Data section ->
[Start of section]
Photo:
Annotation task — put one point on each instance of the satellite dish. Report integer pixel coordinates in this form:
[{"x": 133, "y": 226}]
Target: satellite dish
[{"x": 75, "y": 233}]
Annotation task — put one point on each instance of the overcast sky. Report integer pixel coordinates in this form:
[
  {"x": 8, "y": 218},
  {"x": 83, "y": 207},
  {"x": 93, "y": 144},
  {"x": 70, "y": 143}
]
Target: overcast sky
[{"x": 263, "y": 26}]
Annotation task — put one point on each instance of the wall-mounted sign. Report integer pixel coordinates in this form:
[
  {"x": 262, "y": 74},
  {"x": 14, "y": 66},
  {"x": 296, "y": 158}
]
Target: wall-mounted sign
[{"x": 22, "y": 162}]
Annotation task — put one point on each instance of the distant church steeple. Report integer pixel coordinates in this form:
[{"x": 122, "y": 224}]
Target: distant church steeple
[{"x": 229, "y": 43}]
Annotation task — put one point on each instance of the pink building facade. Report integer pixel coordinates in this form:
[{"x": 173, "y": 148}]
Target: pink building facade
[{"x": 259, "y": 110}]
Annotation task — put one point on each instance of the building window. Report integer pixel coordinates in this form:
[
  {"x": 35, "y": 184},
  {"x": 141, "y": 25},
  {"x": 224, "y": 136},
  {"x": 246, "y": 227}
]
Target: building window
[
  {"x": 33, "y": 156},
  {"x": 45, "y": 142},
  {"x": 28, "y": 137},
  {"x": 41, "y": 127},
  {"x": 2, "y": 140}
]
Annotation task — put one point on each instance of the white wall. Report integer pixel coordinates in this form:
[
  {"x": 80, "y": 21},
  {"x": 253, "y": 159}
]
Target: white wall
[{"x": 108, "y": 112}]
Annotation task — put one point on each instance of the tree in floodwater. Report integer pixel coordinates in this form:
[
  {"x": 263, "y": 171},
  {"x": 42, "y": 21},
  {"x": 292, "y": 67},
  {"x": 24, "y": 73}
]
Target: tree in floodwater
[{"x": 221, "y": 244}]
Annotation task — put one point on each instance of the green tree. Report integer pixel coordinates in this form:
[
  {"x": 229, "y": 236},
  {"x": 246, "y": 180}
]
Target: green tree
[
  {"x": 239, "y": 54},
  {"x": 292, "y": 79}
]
[End of section]
Assigned task -> Please copy out each line of the material that contains the string "coordinates".

Task answer ->
Annotation task — put one point on each instance of the satellite dish. Report integer pixel coordinates in this form:
Annotation task — put one point on each instance of the overcast sky. Report integer pixel coordinates in this form:
Annotation task — put one point on each instance of the wall-mounted sign. Report integer pixel coordinates in this form:
Annotation task — put one point on each instance of the distant church steeple. Report integer pixel coordinates in this form:
Annotation task — put one point on each instance of the pink building facade. Report integer pixel coordinates in this form:
Annotation task — put one point on each instance of the building window. Report integer pixel coordinates in this form:
Annotation task — put one point on each instance of the white wall. Report integer pixel coordinates in this form:
Annotation task — put one point on each instance of the tree in floodwater. Report integer pixel coordinates in this form:
Annotation task — put one point on each instance of the green tree. Report integer pixel coordinates in this form:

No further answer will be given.